**WHAT TO WORK ON:**
1. In the text on adjusting recuperation with steering-wheel paddles, which paddle turns electric braking on?
2. From the text on recuperation paddles, copy everything from "Recuperation level adjustable" down to "brake is applied.".
START EXERCISE PASSAGE
Recuperation level adjustable via steering-wheel paddles
Thanks to the new E3 electronics architecture used in the Premium Platform Combustion (PPC), the degree of thrust recuperation in electric driving mode (EV mode) can be adjusted to three different levels using paddles on the steering wheel, just like in the all-electric models. Electric braking, and thus the recuperation level, is activated using the left paddle (minus), and deactivated via the right paddle (plus). The paddles can thereby be used to set a higher level of deceleration before a turn, for example. At level zero, the plug-in hybrid coasts freely without additional drag torque when the accelerator pedal is released. This means that energy is only recovered when the brake is applied.
END EXERCISE PASSAGE
START RECORDS PROVIDED
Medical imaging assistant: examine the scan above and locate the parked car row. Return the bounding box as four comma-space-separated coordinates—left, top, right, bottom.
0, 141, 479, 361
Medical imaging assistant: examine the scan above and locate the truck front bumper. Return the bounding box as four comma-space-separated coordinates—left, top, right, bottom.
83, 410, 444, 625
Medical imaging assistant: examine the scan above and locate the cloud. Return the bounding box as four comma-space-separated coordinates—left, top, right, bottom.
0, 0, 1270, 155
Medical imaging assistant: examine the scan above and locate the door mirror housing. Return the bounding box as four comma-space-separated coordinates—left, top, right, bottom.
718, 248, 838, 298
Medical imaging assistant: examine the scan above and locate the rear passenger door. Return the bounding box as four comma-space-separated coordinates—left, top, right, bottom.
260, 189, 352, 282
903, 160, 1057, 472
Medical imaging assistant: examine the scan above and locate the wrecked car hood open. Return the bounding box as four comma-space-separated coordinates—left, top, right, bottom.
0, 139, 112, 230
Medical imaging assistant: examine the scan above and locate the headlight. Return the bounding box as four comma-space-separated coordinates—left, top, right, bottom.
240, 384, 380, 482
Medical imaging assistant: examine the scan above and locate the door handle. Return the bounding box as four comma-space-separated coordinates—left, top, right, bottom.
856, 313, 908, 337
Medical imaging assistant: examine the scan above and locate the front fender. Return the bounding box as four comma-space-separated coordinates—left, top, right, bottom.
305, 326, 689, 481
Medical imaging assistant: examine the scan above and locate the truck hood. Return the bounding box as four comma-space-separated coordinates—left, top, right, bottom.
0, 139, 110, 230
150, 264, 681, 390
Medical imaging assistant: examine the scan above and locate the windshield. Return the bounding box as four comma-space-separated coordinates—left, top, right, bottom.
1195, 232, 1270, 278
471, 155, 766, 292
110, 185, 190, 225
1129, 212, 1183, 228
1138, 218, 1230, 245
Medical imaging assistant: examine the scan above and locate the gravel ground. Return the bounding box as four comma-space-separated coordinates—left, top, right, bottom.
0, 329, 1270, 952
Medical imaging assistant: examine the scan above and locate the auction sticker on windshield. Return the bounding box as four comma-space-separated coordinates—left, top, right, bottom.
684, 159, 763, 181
END RECORDS PROVIDED
**ANSWERS FOR EACH ITEM:**
1. The left paddle (minus).

2.
Recuperation level adjustable via steering-wheel paddles
Thanks to the new E3 electronics architecture used in the Premium Platform Combustion (PPC), the degree of thrust recuperation in electric driving mode (EV mode) can be adjusted to three different levels using paddles on the steering wheel, just like in the all-electric models. Electric braking, and thus the recuperation level, is activated using the left paddle (minus), and deactivated via the right paddle (plus). The paddles can thereby be used to set a higher level of deceleration before a turn, for example. At level zero, the plug-in hybrid coasts freely without additional drag torque when the accelerator pedal is released. This means that energy is only recovered when the brake is applied.